» Required task A:
What kind of data does the ETL notebook process?
» Required task B:
In the ETL notebook, rewrite the passage that begins at "# Traditional Data" and stops after "Unity Catalog environment.", replacing "Delta Lake" with "Apache Iceberg".
» Required task C:
Continue the ETL notebook from the point where it stops.

» Document excerpt:

----

# Traditional Data Engineering - ETL Pipeline

This notebook demonstrates traditional ETL operations using Spark and Delta Lake for customer support ticket data.

## Overview
- Extract CSV data from S3
- Transform data format
- Load into Delta Lake format
- Create external tables in Unity Catalog

## 1. Explore Available Catalogs

Check what catalogs are available in the Unity Catalog environment.

In [0]:
%sql
SHOW CATALOGS;

catalog
hive_metastore
samples
system
workspace


## 2. ETL Process - Extract, Transform, Load

Process customer support tickets from CSV to Delta format with external table registration.

In [0]:
# Define the path to your external Delta table location
bronze_table_path = "s3://awsdbjuly/bronze/bronze_tickets"

# Step 1: Read CSV
support_tickets_path = "s3://awsdbjuly/support_tickets.csv"
df = (spark.read
      .option("header", "true")

----

» Information supplied:
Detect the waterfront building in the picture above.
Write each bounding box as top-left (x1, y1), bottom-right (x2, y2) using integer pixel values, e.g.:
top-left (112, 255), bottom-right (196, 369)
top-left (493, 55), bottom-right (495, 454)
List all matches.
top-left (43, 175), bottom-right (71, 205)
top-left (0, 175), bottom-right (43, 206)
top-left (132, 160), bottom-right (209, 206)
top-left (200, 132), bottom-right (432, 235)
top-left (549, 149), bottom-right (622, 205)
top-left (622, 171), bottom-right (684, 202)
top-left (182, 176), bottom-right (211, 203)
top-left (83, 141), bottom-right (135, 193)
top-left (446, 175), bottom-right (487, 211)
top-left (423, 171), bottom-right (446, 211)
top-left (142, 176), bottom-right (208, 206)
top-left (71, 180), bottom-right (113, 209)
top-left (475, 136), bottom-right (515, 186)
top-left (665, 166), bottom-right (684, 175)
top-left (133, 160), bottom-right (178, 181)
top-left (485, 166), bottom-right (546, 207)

----

» Task output A:
Customer support ticket data.

» Task output B:
# Traditional Data Engineering - ETL Pipeline

This notebook demonstrates traditional ETL operations using Spark and Apache Iceberg for customer support ticket data.

## Overview
- Extract CSV data from S3
- Transform data format
- Load into Apache Iceberg format
- Create external tables in Unity Catalog

## 1. Explore Available Catalogs

Check what catalogs are available in the Unity Catalog environment.

» Task output C:
      .option("inferSchema", "true")
      .csv(support_tickets_path))

# Step 2: Write to external S3 path in Delta format (not as a managed table)
(df.write
   .format("delta")
   .mode("overwrite")
   .save(bronze_table_path))

# Step 3 (optional): Register as external table in Unity Catalog
# Replace 'workspace' with your catalog and 'smart_support' with your schema
spark.sql("CREATE SCHEMA IF NOT EXISTS workspace.smart_support")
spark.sql(f"""
    CREATE TABLE IF NOT EXISTS workspace.smart_support.bronze_tickets
    USING DELTA
    LOCATION '{bronze_table_path}'
""")

# Verify the table
display(spark.table("workspace.smart_support.bronze_tickets"))